### 题解
────────────────────────────────────────
题意:定义合法数组\(a=(a_1,a_2,...,a_n)\)为满足\(a_i\in[l_i,r_i]\)且\(\sum_{i=1}^{n}a_i\le m\),\(gcd(a_1,a_2,...,a_n)=1\)的数组。

求这样的合法数组个数。答案对998244353取模。\(2\le n\le 50, m \le 1e5\)

sol:去掉gcd的限制,就是一个\(O(nm)\)的背包问题。设\(f[i][j]\)为以\(j\)的容量装下前\(i\)个的方案,那么\(f[i][j] = \sum_{k=l[i]}^{r[i]}f[i-1][j-k]\),后面是一个长为\((r[i]-l[i]+1)\)的和,可以用前缀和优化,边界为\(f[0][i] = 1\)。

引入第三个条件后,答案为

 

\[\begin{aligned} &\sum_{a_1=l_1}^{r_1}\sum_{a_2=l_2}^{r_2}\cdots\sum_{a_n=l_n}^{r_n}[\sum_{i=1}^{n}a_i\le m][gcd(a_1,a_2,...,a_n)=1]\\ =&\sum_{a_1=l_1}^{r_1}\sum_{a_2=l_2}^{r_2}\cdots\sum_{a_n=l_n}^{r_n}[\sum_{i=1}^{n}a_i\le m]\sum_{d|gcd(a_1,a_2,...,a_n)}\mu(d)\\ =&\sum_{a_1=l_1}^{r_1}\sum_{a_2=l_2}^{r_2}\cdots\sum_{a_n=l_n}^{r_n}[\sum_{i=1}^{n}a_i\le m]\sum_{d|a_1\&d|a_2\cdots\&d|a_n}\mu(d)\\ =&\sum_{d=1}^{m}\mu(d)\sum_{a_1=\lceil\frac{l_1}{d}\rceil}^{\lfloor\frac{r_1}{d}\rfloor}\sum_{a_2=\lceil\frac{l_2}{d}\rceil}^{\lfloor\frac{r_2}{d}\rfloor}\cdots\sum_{a_n=\lceil\frac{l_n}{d}\rceil}^{\lfloor\frac{r_n}{d}\rfloor}[\sum_{i=1}^{n}a_id\le m] \end{aligned} \]

 

第二个和式及其之后的和式背包即可,总时间复杂度\(O(mn\ln m)\)​。

// Problem: E. Mocha and Stars
// Contest: Codeforces - Codeforces Round #738 (Div. 2)
// URL: https://codeforces.com/contest/1559/problem/E
// Memory Limit: 256 MB
// Time Limit: 2000 ms
// 
// Powered by CP Editor (https://cpeditor.org)
────────────────────────────────────────
### 所给材料
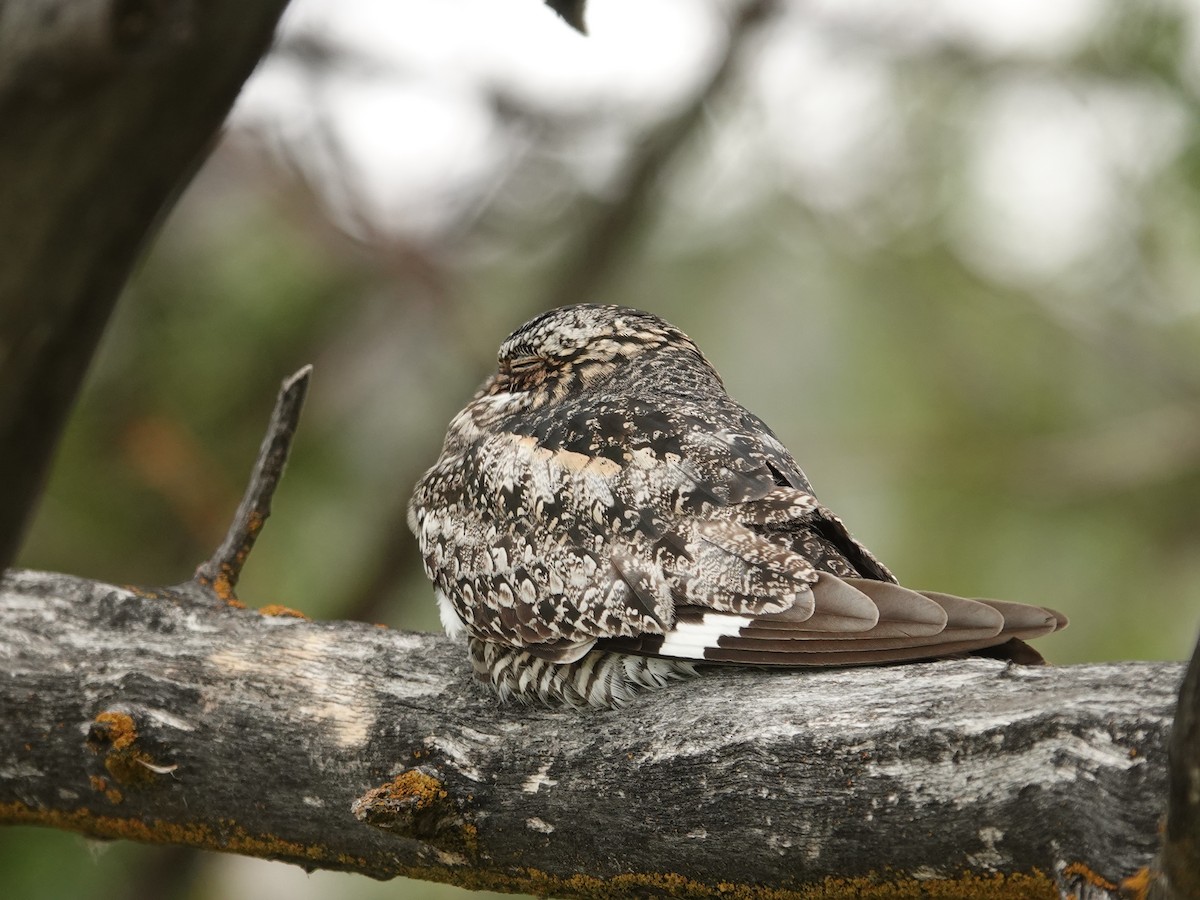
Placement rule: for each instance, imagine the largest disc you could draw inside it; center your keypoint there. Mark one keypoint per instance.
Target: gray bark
────────────────────────────────────────
### 题目要求 1
根据题解回答:
(a) 答案要对哪个数取模?
(b) 去掉 gcd 的限制后,背包问题的复杂度是多少?
(c) 最后给出的总时间复杂度是多少?
### 题目要求 2
题解末尾的注释里,有几行是“字段名: 内容”的格式。把这些字段名全部列出来。
### 题目要求 3
从题解中抄出一段原文,从“题意:定义合法数组\(a=(a_1,a_”开始,一直抄到“m \le 1e5\)”为止。
这些材料是单独给的,跟题解分开看。

### 完整答案 1
(a) 998244353
(b) O(nm)
(c) O(mn ln m)

### 完整答案 2
Problem
Contest
URL
Memory Limit
Time Limit

### 完整答案 3
题意:定义合法数组\(a=(a_1,a_2,...,a_n)\)为满足\(a_i\in[l_i,r_i]\)且\(\sum_{i=1}^{n}a_i\le m\),\(gcd(a_1,a_2,...,a_n)=1\)的数组。

求这样的合法数组个数。答案对998244353取模。\(2\le n\le 50, m \le 1e5\)